COMPITO RICHIESTO —
Modifichi il passo dell'articolo su Paola Egonu compreso tra "Così facendo si" e "persino tendenzialmente razzista.", estremi inclusi, riportandolo con "trincea" sostituito da "fortezza".

BLOCCO DI TESTO —
Paola Egonu, pallavolista della nazionale italiana, è stata scelta, su indicazione del Coni, come una dei portabandiera del Cio. Che vuol dire? Che, su spinta del Comitato italiano, alla cerimonia di apertura di Tokyo 2020 sfilerà con la bandiera olimpica, quella a cinque cerchi (e non con il tricolore, come troppi hanno scritto anche tra i “grandi” dell’informazione).
“Che splendida notizia”, il commento del benpensante collettivo, indipendentemente dal fatto che sia un benpensante convinto o un opportunista che sui social si sente costretto a recitare la parte. Perché sarebbe una bella notizia? Perché la Egonu è nera e ha dichiarato di avere un orientamento sessuale fluido. E allora? Se fosse un maschio bianco eterosessuale (o anche una femmina con le medesime caratteristiche) non sarebbe stata una bella notizia? Evidentemente no, perché non sarebbe stato “un esempio di integrazione (non si capisce integrazione di cosa con cosa, visto che la Egonu è nata in Italia e, ha sottolineato qualcuno, è più italiana di Jorginho, ndr) e di promozione dei diritti Lgbt” (e infatti nessuno sa chi siano i ben più importanti portabandiera italiani, che da quest’anno in ossequio alla parità di genere – mamma mia, anzi, mamma e papà miei – sono due e sono Jessica Rossi ed Elia Viviani).
Così facendo si riduce quella che molti considerano attualmente la più forte pallavolista al mondo a una mascotte, a un grado di pigmentazione della pelle, a una preferenza a letto. A una bandierina a cui dare in mano una bandiera. E questa no, non è una splendida notizia. È la deriva della politica identitaria fomentata dalla “cultura” dominante ormai a quasi tutte le latitudini e a quasi tutte le longitudini. Una deriva che esacerba le differenze anziché esaltare i punti di comunanza. Una deriva che seppellisce l’individuo e l’individualità, che separa le persone in fazioni aizzandole una contro l’altra, che non integra ma disintegra, che propugna lo scontro, che esalta la diversità non come ricchezza e parte fisiologica della normalità ma come trincea nella quale rinchiudersi. Una dottrina, questa sì, segregazionista e a ben guardare persino tendenzialmente razzista.

VOCI ESTRATTE —
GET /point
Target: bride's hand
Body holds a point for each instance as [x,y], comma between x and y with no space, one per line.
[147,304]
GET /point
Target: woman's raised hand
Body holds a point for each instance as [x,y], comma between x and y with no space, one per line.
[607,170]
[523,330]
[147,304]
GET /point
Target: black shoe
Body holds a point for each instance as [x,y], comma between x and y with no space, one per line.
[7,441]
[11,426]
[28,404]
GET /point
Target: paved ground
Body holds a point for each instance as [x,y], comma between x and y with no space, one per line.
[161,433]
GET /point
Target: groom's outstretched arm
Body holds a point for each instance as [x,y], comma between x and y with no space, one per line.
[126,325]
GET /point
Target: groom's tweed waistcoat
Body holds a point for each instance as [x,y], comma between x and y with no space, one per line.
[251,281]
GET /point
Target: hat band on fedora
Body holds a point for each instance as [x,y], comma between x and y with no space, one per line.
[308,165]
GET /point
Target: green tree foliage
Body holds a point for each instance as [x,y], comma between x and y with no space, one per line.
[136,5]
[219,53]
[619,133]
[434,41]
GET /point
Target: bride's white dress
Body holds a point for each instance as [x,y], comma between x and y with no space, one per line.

RISPOSTA ATTESA —
Così facendo si riduce quella che molti considerano attualmente la più forte pallavolista al mondo a una mascotte, a un grado di pigmentazione della pelle, a una preferenza a letto. A una bandierina a cui dare in mano una bandiera. E questa no, non è una splendida notizia. È la deriva della politica identitaria fomentata dalla “cultura” dominante ormai a quasi tutte le latitudini e a quasi tutte le longitudini. Una deriva che esacerba le differenze anziché esaltare i punti di comunanza. Una deriva che seppellisce l’individuo e l’individualità, che separa le persone in fazioni aizzandole una contro l’altra, che non integra ma disintegra, che propugna lo scontro, che esalta la diversità non come ricchezza e parte fisiologica della normalità ma come fortezza nella quale rinchiudersi. Una dottrina, questa sì, segregazionista e a ben guardare persino tendenzialmente razzista.